- [What to do]:
From the article on Rowan's merit scholarship changes, write out word for word everything between "These changes potentially" and "standardized test scores.", inclusive.

- [Passage provided]:
^^^^^^^^
The incoming Rowan class of 2025 will no longer be able to cover full tuition with merit scholarships. Maximum merit aid available to incoming freshmen is now $10,000 per academic year and cannot be exceeded even through micro-scholarships. This contrasts with previous years, such as 2017, when incoming freshman applicants reportedly received as much as $21,000 per academic year.
The decrease in scholarships reflects broad revision to how admissions will award merit aid upon admission, including no longer considering the SAT or other standardized tests.
According to Associate Director of Admissions Daniel Reigel, scholarships change annually based on available funding. He suggested that students looking to expand their scholarship meet with the Office of Financial Aid.
“Students can contact a financial aid counselor to review their account to maximize available aid,” he said.
Reigel also gave insight into how merit scholarships are now calculated without considering standardized test scores, citing high school GPA, prospective major and residency as current factors.
According to Vice President for University Relations Joe Cardona, this change will promote equity for more students overall.
“The reason for the reduction in the cap was so that we could offer funds to an even greater number of students (i.e., offer three students $10,000 each versus two students at $15,000),” Cardona said via email. “In fact, we added about $2 million more into the fund so that we could offer even more students aid.”
These changes potentially broaden the impact of one of Rowan’s “four strategic pillars” — affordability — to all students.
However, they could also negatively impact the matriculation decisions of individual prospective students who had assumed high merit aid ceilings based on standardized test scores.
^^^^^^^^
- [Information given]:

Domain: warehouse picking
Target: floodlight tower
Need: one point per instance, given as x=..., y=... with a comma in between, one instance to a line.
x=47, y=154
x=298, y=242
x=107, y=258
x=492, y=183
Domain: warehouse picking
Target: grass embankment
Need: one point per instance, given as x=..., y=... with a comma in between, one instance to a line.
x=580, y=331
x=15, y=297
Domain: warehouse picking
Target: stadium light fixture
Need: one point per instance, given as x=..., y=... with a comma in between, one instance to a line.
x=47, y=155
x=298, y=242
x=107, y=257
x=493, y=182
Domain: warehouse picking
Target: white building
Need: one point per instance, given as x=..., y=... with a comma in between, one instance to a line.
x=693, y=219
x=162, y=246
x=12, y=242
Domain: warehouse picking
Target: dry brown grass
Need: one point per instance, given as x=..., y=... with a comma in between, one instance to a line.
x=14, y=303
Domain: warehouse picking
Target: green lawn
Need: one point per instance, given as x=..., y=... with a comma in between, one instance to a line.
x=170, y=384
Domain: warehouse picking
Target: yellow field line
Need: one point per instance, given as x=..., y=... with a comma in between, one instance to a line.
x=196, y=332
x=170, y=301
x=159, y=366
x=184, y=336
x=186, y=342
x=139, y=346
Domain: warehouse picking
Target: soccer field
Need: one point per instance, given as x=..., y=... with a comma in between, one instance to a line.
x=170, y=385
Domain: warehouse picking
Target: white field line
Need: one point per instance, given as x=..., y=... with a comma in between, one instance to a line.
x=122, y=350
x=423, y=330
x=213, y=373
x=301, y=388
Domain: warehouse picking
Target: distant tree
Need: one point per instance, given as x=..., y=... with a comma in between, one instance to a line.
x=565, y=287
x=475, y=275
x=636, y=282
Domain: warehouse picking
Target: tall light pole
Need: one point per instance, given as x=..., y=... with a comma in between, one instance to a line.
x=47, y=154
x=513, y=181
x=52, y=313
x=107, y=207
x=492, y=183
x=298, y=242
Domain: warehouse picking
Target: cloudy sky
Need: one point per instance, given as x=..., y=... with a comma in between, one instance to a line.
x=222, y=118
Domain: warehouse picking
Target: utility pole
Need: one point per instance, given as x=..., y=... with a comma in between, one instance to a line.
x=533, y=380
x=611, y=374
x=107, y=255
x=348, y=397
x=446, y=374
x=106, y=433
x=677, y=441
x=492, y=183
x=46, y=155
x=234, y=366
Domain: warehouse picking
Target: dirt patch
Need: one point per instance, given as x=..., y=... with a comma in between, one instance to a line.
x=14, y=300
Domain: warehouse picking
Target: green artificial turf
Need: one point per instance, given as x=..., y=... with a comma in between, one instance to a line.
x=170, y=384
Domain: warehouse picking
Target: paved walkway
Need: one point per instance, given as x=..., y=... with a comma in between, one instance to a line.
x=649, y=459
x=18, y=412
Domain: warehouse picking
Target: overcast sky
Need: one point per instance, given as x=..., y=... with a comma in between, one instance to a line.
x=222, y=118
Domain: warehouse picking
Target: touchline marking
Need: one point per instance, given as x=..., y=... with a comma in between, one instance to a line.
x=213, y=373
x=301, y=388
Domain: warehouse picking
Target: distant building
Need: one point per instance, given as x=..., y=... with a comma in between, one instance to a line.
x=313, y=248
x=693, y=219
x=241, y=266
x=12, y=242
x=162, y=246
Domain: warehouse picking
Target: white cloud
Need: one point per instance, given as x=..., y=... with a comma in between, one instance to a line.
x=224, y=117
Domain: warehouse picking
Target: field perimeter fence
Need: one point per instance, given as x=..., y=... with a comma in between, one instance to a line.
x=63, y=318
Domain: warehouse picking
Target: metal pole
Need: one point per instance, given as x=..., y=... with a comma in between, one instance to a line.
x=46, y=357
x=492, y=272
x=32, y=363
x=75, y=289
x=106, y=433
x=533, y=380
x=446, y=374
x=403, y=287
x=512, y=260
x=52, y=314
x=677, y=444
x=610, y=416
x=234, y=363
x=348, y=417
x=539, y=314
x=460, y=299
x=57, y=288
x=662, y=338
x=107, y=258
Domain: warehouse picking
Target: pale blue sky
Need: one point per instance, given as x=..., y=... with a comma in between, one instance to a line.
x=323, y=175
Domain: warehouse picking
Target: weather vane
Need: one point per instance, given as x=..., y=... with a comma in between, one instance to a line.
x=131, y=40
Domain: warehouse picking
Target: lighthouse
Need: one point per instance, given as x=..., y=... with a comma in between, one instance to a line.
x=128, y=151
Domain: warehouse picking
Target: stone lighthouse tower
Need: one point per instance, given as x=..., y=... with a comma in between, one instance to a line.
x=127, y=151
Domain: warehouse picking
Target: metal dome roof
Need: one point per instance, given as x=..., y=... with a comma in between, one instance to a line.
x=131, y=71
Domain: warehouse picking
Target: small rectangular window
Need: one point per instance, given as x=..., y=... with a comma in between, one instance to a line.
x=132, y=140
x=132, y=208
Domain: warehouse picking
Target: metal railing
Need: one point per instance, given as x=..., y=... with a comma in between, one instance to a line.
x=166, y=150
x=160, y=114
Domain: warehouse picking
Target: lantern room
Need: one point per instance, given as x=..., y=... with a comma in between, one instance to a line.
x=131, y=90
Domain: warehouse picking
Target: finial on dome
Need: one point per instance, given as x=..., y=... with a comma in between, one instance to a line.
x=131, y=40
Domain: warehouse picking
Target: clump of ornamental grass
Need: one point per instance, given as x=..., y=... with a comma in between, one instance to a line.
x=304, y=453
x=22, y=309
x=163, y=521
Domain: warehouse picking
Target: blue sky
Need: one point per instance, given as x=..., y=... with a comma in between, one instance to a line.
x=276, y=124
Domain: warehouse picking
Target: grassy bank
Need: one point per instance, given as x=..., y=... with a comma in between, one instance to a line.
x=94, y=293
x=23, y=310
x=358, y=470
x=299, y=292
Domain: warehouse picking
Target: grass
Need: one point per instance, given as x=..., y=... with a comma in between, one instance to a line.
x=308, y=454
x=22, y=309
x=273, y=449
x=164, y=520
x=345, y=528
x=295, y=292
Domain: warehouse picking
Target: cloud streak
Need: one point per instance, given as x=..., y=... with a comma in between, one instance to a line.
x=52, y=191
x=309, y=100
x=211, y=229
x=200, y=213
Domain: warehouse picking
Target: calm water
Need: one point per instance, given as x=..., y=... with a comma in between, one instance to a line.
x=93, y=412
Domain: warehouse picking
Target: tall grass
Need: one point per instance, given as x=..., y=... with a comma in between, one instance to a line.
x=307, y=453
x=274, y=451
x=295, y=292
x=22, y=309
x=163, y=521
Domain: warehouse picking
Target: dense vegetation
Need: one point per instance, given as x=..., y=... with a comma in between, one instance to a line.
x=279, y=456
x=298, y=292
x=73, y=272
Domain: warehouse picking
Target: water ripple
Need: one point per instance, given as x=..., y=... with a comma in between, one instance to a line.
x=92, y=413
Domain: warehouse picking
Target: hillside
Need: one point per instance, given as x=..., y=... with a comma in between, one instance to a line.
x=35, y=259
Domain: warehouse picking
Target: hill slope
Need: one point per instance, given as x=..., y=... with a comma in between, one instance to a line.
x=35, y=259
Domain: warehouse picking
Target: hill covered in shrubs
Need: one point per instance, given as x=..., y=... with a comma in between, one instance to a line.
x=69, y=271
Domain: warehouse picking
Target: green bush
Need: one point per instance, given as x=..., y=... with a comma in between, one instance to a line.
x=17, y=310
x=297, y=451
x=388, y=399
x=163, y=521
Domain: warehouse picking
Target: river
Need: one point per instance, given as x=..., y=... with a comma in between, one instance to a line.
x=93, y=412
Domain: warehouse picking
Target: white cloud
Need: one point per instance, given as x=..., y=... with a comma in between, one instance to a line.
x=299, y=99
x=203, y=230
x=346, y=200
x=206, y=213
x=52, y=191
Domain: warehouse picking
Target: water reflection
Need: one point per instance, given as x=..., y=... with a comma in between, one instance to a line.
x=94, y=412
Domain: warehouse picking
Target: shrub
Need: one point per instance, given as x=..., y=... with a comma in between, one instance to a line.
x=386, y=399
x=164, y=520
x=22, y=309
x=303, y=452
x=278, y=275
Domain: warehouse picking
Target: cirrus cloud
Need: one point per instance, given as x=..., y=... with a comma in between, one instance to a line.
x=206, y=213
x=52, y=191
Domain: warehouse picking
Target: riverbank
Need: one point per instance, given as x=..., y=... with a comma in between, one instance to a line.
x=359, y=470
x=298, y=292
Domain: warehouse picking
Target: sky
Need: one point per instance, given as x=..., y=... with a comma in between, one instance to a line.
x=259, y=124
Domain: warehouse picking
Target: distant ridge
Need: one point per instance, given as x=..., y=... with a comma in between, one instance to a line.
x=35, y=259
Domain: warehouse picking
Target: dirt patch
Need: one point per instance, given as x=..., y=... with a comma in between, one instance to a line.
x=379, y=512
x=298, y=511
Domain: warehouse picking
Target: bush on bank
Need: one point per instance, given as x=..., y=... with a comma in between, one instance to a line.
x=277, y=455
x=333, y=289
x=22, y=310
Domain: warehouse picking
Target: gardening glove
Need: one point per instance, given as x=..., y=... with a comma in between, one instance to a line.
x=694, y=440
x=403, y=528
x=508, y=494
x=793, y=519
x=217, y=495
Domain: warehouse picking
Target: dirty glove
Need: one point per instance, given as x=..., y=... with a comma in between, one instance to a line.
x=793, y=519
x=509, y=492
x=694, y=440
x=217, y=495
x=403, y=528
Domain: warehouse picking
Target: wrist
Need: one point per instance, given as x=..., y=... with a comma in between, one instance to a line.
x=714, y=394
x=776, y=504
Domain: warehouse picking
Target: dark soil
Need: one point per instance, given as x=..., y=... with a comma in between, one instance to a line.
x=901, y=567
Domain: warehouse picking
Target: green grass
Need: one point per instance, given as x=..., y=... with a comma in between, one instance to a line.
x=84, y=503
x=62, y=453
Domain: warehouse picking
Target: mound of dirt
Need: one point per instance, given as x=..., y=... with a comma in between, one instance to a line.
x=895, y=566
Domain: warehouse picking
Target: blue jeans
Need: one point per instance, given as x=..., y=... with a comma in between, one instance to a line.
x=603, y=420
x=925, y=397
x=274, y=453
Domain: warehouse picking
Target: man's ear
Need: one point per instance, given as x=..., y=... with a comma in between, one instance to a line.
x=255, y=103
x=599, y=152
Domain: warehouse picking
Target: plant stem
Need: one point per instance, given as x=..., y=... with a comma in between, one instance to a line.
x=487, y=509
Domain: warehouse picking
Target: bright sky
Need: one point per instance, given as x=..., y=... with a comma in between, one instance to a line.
^^^^^^^^
- [Result of the exercise]:
These changes potentially broaden the impact of one of Rowan’s “four strategic pillars” — affordability — to all students.
However, they could also negatively impact the matriculation decisions of individual prospective students who had assumed high merit aid ceilings based on standardized test scores.